┌──

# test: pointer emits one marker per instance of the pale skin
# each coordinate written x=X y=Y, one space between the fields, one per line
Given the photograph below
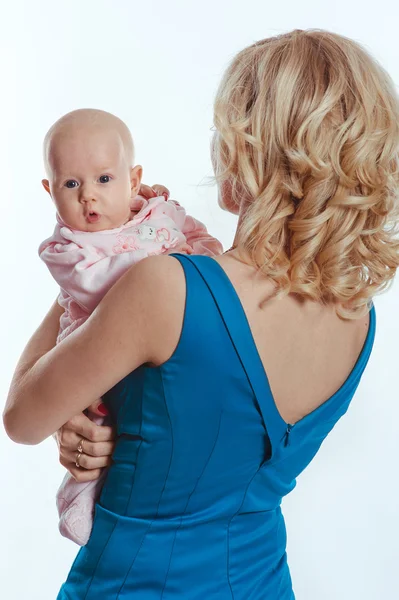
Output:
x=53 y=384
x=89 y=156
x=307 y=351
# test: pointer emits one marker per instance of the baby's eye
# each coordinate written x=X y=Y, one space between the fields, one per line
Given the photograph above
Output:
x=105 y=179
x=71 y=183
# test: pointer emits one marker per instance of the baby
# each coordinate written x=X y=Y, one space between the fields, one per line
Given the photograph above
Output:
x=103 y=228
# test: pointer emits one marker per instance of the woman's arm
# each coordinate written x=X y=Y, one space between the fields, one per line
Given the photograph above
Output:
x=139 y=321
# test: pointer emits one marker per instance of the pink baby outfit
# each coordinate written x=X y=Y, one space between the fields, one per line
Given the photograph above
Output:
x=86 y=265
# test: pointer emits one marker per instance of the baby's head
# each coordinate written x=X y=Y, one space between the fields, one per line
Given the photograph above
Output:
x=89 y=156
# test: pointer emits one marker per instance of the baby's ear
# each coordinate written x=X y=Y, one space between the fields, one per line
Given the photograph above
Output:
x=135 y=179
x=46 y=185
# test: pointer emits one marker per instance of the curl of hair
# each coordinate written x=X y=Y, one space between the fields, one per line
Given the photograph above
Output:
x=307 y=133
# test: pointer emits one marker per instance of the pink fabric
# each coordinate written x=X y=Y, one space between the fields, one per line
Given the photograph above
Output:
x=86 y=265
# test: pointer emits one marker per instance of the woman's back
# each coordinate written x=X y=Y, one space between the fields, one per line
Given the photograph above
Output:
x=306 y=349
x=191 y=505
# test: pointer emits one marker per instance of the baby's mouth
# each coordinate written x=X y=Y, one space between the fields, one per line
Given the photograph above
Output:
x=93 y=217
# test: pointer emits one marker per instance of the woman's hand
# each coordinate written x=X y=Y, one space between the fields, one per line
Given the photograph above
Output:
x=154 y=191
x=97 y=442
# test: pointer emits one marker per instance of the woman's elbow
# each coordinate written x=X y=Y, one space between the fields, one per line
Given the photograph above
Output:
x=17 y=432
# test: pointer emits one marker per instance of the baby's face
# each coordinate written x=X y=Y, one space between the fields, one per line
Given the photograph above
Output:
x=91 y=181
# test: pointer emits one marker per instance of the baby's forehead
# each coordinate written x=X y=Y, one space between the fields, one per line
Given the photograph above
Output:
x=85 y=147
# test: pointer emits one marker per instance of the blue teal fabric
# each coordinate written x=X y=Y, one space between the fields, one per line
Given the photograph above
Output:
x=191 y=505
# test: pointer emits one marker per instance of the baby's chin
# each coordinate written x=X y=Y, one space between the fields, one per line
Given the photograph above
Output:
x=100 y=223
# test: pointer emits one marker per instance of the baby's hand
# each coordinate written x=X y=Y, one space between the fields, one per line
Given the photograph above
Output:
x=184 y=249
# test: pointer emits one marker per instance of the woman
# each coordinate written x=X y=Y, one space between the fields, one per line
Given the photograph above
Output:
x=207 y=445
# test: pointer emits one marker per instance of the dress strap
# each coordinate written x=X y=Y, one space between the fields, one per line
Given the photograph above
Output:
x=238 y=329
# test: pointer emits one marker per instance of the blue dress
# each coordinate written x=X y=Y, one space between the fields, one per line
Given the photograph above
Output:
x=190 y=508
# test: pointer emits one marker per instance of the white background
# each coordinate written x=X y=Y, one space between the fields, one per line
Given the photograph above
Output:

└──

**What to do**
Could you restate every record above word for word, dropping the pictures?

**Result below**
# test: pointer emits one marker per instance of the pale skin
# each coordinate written x=X y=Y, one space between the fields, one per line
Given the photograph below
Output:
x=53 y=384
x=89 y=156
x=307 y=351
# test: pointer emits one marker per instance of the baby's eye
# each coordinate written x=X y=Y, one space between the fields, one per line
Given the photograph above
Output:
x=105 y=179
x=71 y=183
# test: pointer emits one marker per instance of the baby
# each coordinate written x=X y=Y, one space between the fields, one per line
Given the photograph above
Output:
x=103 y=228
# test: pointer emits one marker per instance of the woman's arm
# each coordinate written x=X y=Y, one space between the fields, one per line
Given the photograph above
Output:
x=139 y=321
# test: pointer emits one marker per instance of the pink baby outfit
# each coordinate written x=X y=Y, one space between the fields, one per line
Given the photograph above
Output:
x=86 y=265
# test: pointer emits one marker per instance of the baby's head
# each coordinate written x=X y=Y, one space between the fields, one per line
Given the photograph above
Output:
x=89 y=156
# test: pointer emits one marker per instance of the baby's ear
# each coordinate written x=X y=Y, one space between the fields, one per line
Given the photograph above
Output:
x=135 y=179
x=46 y=185
# test: pointer emits one marker per instance of the curl of hair
# each coordinate written x=X y=Y, one space between the fields, one per line
Given the photograph above
Output:
x=307 y=133
# test: pointer emits one marker per instance of the pink fabric
# each coordinate written x=X y=Y, one space between the fields, one per line
Given the photograph above
Output:
x=86 y=265
# test: pointer emits one marker per instance of the woman's back
# each coordinate written x=X y=Y, one space between the fields, one per line
Given the photograph above
Output:
x=306 y=349
x=191 y=505
# test: pointer emits one marker per instance of the baby's mouth
# each coordinate written x=X y=Y, one space between the fields, one per line
Given the photograph above
Output:
x=93 y=217
# test: pointer emits one marker per instance of the woman's hand
# each coordinate written x=X y=Y, one space between the fields, one per line
Given the photograph above
Output:
x=154 y=191
x=97 y=442
# test: pointer emits one marker per instance of the woman's elbow
# each coordinate written x=X y=Y, one space between the fields, one per line
Given the photograph above
Output:
x=17 y=432
# test: pointer emits one marker per instance of the baby's face
# each coordinate written x=X y=Y, one space between the fields, one per line
Given the photograph above
Output:
x=91 y=181
# test: pointer emits one marker per instance of the baby's forehead
# each coordinate written x=X y=Y, one space between the fields, one per line
Given the photograph above
Output:
x=85 y=147
# test: pointer emits one marker per instance of the blue teal fabric
# each coordinate written x=X y=Y, one space between the fields, one per line
Given the photograph above
Output:
x=191 y=505
# test: pointer emits one marker per instance of the baby's chin
# each coordinate written x=X y=Y, one space between the fields, one per line
Given the photograph above
Output:
x=100 y=223
# test: pointer emits one marker per instance of the baby's hand
# each coordinate written x=X y=Y, one space between the fields, one per line
Given the photograph above
Output:
x=184 y=249
# test: pointer emits one marker per instance of the woman
# each coordinate written x=X y=Y, one space between the fields, one per line
Given the photograph above
Output:
x=207 y=445
# test: pointer emits one marker per instance of the dress strap
# each coordinate written x=X y=Y, one space between the fields, one per line
Given the photograph above
Output:
x=238 y=329
# test: pointer emits one marker per instance of the blue dress
# each coordinate written x=X y=Y, one space between the fields, one per line
Given the photograph above
Output:
x=190 y=508
# test: pointer emits one marker per instance of the white background
# each coordinate written x=X y=Y, one space between the fields, one per line
Given the photograph above
Output:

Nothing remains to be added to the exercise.